Items from a dataset
- Opening Delimiter -
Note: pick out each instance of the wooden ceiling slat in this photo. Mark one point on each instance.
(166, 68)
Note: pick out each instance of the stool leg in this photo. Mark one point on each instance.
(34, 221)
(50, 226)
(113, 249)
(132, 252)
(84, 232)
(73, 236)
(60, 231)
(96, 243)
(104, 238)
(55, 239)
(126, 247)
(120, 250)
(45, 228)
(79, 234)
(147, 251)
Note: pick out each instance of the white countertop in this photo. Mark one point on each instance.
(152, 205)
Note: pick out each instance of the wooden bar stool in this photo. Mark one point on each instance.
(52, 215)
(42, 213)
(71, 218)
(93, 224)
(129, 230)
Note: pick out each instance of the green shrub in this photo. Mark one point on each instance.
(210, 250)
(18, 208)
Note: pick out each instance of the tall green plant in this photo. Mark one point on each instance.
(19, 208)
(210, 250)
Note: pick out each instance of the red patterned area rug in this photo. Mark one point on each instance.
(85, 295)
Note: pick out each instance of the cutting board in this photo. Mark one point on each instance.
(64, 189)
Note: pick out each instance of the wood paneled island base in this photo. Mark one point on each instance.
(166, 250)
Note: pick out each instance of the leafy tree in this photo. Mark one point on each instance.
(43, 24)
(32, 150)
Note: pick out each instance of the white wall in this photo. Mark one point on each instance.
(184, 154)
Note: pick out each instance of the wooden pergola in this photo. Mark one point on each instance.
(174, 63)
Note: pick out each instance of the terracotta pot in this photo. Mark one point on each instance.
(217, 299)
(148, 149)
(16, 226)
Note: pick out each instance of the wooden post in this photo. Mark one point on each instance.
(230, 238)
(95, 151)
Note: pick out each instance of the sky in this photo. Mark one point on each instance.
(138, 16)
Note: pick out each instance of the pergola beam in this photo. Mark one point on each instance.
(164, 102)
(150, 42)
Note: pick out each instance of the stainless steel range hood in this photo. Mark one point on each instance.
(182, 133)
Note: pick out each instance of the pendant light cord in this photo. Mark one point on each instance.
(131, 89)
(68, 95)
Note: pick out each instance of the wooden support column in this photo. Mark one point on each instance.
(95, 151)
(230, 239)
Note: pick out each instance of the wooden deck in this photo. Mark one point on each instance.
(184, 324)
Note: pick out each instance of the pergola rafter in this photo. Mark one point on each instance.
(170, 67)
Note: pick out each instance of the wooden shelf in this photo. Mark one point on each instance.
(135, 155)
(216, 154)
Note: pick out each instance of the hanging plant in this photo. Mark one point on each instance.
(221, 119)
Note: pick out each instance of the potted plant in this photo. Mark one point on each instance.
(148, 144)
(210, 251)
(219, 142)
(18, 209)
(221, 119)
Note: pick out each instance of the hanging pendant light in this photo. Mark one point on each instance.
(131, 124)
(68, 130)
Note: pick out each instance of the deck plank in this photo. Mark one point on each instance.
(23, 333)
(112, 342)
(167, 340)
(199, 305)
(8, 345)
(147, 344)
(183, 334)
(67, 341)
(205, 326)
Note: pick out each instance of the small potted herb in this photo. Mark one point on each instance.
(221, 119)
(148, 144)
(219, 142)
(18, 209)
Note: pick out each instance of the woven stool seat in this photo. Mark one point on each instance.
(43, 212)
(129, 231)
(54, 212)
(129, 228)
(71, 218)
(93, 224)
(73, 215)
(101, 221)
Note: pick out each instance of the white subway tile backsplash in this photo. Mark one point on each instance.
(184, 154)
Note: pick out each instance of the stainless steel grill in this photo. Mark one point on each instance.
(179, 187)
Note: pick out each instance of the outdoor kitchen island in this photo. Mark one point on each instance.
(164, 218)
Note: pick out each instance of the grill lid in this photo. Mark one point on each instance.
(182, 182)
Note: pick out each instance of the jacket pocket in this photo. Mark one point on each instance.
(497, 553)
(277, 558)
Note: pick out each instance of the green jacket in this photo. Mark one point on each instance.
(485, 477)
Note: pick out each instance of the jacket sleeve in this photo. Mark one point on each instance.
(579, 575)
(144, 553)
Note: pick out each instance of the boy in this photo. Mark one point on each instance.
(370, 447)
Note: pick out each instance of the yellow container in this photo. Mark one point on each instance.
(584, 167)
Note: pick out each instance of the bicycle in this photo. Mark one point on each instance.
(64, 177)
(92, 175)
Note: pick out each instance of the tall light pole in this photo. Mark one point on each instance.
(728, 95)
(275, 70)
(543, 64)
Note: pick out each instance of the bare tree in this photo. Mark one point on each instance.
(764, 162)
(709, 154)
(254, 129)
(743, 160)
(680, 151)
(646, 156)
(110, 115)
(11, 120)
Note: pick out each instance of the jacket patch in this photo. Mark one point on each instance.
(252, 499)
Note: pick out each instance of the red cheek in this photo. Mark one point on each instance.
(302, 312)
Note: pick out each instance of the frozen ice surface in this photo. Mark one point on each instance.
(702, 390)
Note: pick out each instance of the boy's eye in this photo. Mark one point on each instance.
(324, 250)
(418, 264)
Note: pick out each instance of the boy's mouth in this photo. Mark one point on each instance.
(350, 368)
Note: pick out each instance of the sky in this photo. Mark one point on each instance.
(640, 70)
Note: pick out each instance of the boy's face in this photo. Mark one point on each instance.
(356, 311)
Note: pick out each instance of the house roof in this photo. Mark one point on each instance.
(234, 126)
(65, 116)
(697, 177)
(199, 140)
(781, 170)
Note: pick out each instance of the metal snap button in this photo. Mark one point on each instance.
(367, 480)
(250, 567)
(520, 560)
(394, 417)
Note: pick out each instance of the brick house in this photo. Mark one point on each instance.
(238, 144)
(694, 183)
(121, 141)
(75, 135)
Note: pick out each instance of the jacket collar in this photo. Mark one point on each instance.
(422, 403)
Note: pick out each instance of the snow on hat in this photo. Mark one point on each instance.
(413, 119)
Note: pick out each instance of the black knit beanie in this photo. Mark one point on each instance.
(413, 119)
- Closing Delimiter -
Aim of the task: Each record above must be transcribed exactly, and none may be skipped.

Response for this exercise:
Note: pick out each instance of the wooden ceiling slat in this photo. Mark one point on each instance.
(166, 68)
Note: pick out each instance of the stool leg in this photo. Mark one point on each instance.
(34, 221)
(50, 226)
(113, 249)
(132, 252)
(84, 232)
(73, 236)
(60, 231)
(96, 243)
(104, 238)
(55, 239)
(126, 247)
(120, 250)
(45, 228)
(79, 234)
(147, 251)
Note: pick out each instance of the white countertop in this photo. Mark one point on each instance.
(152, 205)
Note: pick out each instance of the wooden bar stool in this photo. Mark one point on each instance.
(52, 215)
(42, 213)
(71, 218)
(93, 224)
(129, 230)
Note: pick out each instance of the green shrub in this photo. Mark one point on each instance.
(210, 250)
(18, 208)
Note: pick out each instance of the tall green plant in this photo. Mark one point on each instance.
(19, 208)
(210, 250)
Note: pick out each instance of the red patterned area rug in this photo. Mark one point on each instance.
(85, 295)
Note: pick out each instance of the cutting board in this photo. Mark one point on each instance.
(64, 189)
Note: pick out each instance of the wood paneled island base in this photo. Mark one point on each instance.
(166, 250)
Note: pick out each instance of the leafy tree in this photo. Mark one point on each instance.
(43, 24)
(32, 150)
Note: pick out each instance of the white wall in this photo. Mark one point on each instance.
(184, 154)
Note: pick out each instance of the wooden pergola in this photo. Mark one point on each instance.
(174, 63)
Note: pick out each instance of the terracotta pot in this photo. Mark one point on each instance.
(217, 299)
(148, 149)
(16, 226)
Note: pick out each instance of the wooden post in this photo. Mark one point on each instance.
(230, 238)
(95, 151)
Note: pick out each instance of the sky in this photo. Mark one point on each instance.
(138, 16)
Note: pick out each instance of the pergola beam in this photo. Mark one point on each instance.
(164, 102)
(150, 42)
Note: pick out each instance of the stainless steel range hood in this photo. Mark one point on each instance.
(182, 133)
Note: pick out each instance of the pendant light cord in this photo. Mark one point on each instance.
(131, 89)
(68, 95)
Note: pick out each instance of the wooden support column in this photo. Mark one point on each instance.
(95, 151)
(230, 239)
Note: pick out each instance of the wooden deck in this photo. Mark one point on each instance.
(184, 324)
Note: pick out each instance of the pergola rafter in this photo. Mark one point on each instance.
(170, 67)
Note: pick out each instance of the wooden shelf in this photo. Mark one point on each instance.
(135, 155)
(216, 154)
Note: pick out each instance of the hanging plant in this photo. Mark one point on each instance.
(221, 119)
Note: pick out each instance of the potted plant in this photo. Mark one point on each instance.
(148, 144)
(210, 251)
(219, 142)
(18, 209)
(221, 119)
Note: pick out each instance of the hanging pendant light in this photo. Mark one point on each instance.
(131, 124)
(68, 130)
Note: pick out each instance of the deck plank in this photo. Mark one point on each instance.
(23, 333)
(112, 342)
(167, 340)
(199, 305)
(8, 345)
(147, 344)
(183, 334)
(67, 341)
(205, 326)
Note: pick out each instance of the small potted herb in this photo. Mark one point on each instance.
(221, 119)
(148, 144)
(219, 142)
(18, 209)
Note: pick out each instance of the woven stool seat in this photo. Mark one point on each instance.
(43, 212)
(129, 231)
(54, 212)
(129, 228)
(71, 218)
(93, 224)
(73, 215)
(101, 221)
Note: pick out each instance of the white subway tile backsplash in this photo. Mark one point on each instance.
(184, 154)
Note: pick out each instance of the stainless steel grill in this photo. Mark one point on each instance.
(179, 187)
Note: pick out each instance of the outdoor kitchen island in this photo. Mark one point on each instance.
(164, 218)
Note: pick out each instance of the grill lid in this photo. Mark one point on each instance.
(182, 182)
Note: pick out each instance of the jacket pocket in this photo. Mark one point on each instance.
(497, 553)
(277, 558)
Note: pick out each instance of the green jacket in this photo. Mark one point on each instance.
(485, 477)
Note: pick out each instance of the jacket sleeve in this photo. Mark one point on each instance.
(579, 575)
(144, 553)
Note: pick out each instance of the boy in this photo. Mark one point on each instance.
(370, 447)
Note: pick out each instance of the yellow container in this photo. Mark one point on each instance.
(584, 167)
Note: pick out each instance of the bicycle in this photo. Mark one point on each instance.
(64, 177)
(92, 175)
Note: pick out each instance of the tall light pole in this photo. Mark one point on each instance.
(728, 95)
(275, 70)
(543, 64)
Note: pick out each instance of the bare tree in this photo. Mark one point on each instance.
(764, 162)
(709, 154)
(254, 129)
(743, 160)
(680, 151)
(646, 156)
(110, 115)
(11, 120)
Note: pick out each instance of the jacket patch in this photo. Mark one point on each instance.
(252, 499)
Note: pick out each instance of the red cheek in this photo. Mark one point on each instance.
(302, 312)
Note: pick out each instance of the frozen ice surface in this photo. Mark one point on each instance.
(702, 390)
Note: pick out each instance of the boy's eye in this photo. Mark one point on each instance.
(324, 250)
(418, 264)
Note: pick out each instance of the boy's mouth in this photo. Mark one point on each instance.
(350, 368)
Note: pick out each instance of the sky in this photo. Mark one point on each instance.
(640, 70)
Note: pick out each instance of the boy's face in this photo. Mark one point on each instance.
(356, 311)
Note: pick out each instance of the house roof in this photo. Mark one point on each instance.
(234, 126)
(65, 116)
(697, 177)
(199, 140)
(781, 170)
Note: pick out each instance of the metal snap button in this photo. Mark one point on each instance.
(367, 480)
(250, 567)
(520, 560)
(394, 417)
Note: pick out each instance of the brick house in this photo. Mark one point on each instance.
(238, 144)
(694, 183)
(121, 141)
(75, 135)
Note: pick out each instance of the jacket collar in this photo. Mark one point on each instance.
(422, 403)
Note: pick out each instance of the snow on hat in this photo. Mark one point on each instance.
(413, 119)
Note: pick out each instance of the black knit beanie in this photo. Mark one point on each instance.
(413, 119)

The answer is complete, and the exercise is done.